*Extrait*.
━━━━

Ce qui m’a le plus marqué, c’est l’importance du relâchement musculaire. Je pensais être relâché avant, mais depuis que je pratique le Ju-Jitsu Brésilien, j'ai atteint un niveau de détente beaucoup plus profond. Cela a transformé ma pratique de l’Aïkido. Je me concentre désormais moins sur la réalisation parfaite de la technique et davantage sur la manière de l’exécuter, en essayant d’être pleinement dans l’instant présent, dans le chemin plutôt que dans l'accomplissement final. Le Ju-Jitsu m’a appris à ne pas anticiper les mouvements de l'autre, mais plutôt à rester connecté avec lui, à ressentir ses intentions et donc à m'adapter en temps réel. C'est quelque chose que j’aurais dû comprendre avec l’Aïkido, mais c’est finalement le Ju-Jitsu qui me l’a fait réaliser de manière claire. De plus, j'ai appris à dissocier chaque partie de mon corps, ce qui m’a permis de progresser et de comprendre des aspects que je n’avais pas saisis auparavant. Aujourd’hui, je fais le chemin inverse : j'explore comment l’Aïkido peut m’aider dans ma pratique du Ju-Jitsu. Par exemple, j’utilise des principes de l’Aïkido, comme le placement et la respiration. Le Ju-Jitsu, avec son aspect compétitif, m’apporte aussi des challenges qui me poussent à me dépasser, même si cela implique parfois des déceptions. Mais cela il faut les accepter. Grâce à mes expériences et à mes lectures, j'ai aussi changé ma perception de l'erreur. Je ne me focalise plus sur les erreurs, j’essaie de les oublier pour continuer à avancer. C'est ce que je tente de transmettre sur le tatami : même si ce que l'on fait n'est pas parfait, tant que l'on bouge et que l'on se sort de la situation, cela devient correct.

━━━━

*Entrées fournies*.
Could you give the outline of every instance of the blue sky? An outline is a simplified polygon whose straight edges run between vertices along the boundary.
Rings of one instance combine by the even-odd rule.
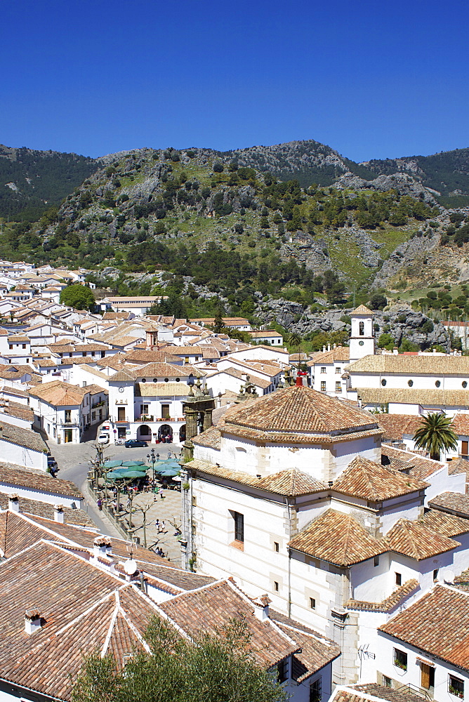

━━━━

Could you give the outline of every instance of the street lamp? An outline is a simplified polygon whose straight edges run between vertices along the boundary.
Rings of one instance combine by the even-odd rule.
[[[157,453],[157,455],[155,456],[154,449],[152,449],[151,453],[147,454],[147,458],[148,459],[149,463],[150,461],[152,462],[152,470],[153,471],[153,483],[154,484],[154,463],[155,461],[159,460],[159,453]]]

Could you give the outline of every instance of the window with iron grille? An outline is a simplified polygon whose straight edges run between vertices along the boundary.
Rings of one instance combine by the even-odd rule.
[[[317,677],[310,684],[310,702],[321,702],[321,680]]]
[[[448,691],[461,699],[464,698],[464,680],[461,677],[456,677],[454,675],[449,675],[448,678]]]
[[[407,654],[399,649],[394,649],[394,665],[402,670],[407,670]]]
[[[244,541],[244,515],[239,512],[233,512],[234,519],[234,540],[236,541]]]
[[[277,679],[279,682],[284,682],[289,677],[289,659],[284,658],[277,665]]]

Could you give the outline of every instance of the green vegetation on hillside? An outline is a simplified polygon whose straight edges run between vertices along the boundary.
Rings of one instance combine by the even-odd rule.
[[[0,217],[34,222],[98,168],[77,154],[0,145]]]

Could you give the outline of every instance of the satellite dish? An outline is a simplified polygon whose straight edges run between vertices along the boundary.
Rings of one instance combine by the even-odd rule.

━━━━

*Travail à faire*.
Répondez à ces questions d'après l'extrait :
1. Quelle pratique a permis d'atteindre un niveau de détente beaucoup plus profond ?
2. Quels principes de l'Aïkido sont cités comme utilisés dans la pratique du Ju-Jitsu ?
3. Que fait-on désormais face aux erreurs ?
Les lignes n'ont aucun rôle dans ce travail.

*Réponse*.
1. Le Ju-Jitsu Brésilien.
2. Le placement et la respiration.
3. On ne se focalise plus sur elles : on essaie de les oublier pour continuer à avancer.